___ DATA EXTRACT

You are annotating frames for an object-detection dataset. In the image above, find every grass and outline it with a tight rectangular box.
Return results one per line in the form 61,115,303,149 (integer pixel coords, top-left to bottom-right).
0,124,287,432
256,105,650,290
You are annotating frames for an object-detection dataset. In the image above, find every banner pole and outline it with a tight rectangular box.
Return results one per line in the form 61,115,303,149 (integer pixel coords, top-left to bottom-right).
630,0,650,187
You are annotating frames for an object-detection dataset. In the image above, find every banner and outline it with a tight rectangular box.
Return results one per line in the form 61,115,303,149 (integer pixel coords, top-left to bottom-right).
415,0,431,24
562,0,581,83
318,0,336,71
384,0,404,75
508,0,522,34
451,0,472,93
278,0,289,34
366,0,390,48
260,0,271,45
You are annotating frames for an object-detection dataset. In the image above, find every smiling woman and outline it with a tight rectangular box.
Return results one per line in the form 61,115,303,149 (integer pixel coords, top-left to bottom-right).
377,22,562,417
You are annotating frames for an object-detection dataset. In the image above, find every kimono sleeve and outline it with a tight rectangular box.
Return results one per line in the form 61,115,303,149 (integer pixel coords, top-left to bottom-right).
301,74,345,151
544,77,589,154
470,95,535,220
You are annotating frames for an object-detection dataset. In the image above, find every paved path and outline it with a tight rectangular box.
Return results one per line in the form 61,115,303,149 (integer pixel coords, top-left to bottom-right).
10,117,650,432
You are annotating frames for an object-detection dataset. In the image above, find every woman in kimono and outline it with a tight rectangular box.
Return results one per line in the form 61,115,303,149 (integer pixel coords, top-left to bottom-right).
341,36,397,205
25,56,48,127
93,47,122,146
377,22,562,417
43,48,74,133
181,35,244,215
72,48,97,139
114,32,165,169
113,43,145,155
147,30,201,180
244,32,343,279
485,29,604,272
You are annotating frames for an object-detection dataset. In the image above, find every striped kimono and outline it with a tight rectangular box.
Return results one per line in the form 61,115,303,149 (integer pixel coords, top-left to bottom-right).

______
___ DATA EXTRACT

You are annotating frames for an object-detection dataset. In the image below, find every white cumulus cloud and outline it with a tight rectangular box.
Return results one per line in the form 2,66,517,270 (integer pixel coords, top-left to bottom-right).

______

» SET TASK
Reproduce only the lines of the listing between the line containing "every banner and" and the line containing "415,0,431,24", inclusive, with the requests kept as they are and every pixel coordinate in the answers shifted by -57.

» RESPONSE FOR THIS EXERCISE
You are annotating frames for an object-detection dataset. In the image above, find every banner and outline it with a tight rectangular box.
Return results one per line in the form 61,115,303,149 (integer pixel coords, top-left to bottom-right).
358,-57,374,-33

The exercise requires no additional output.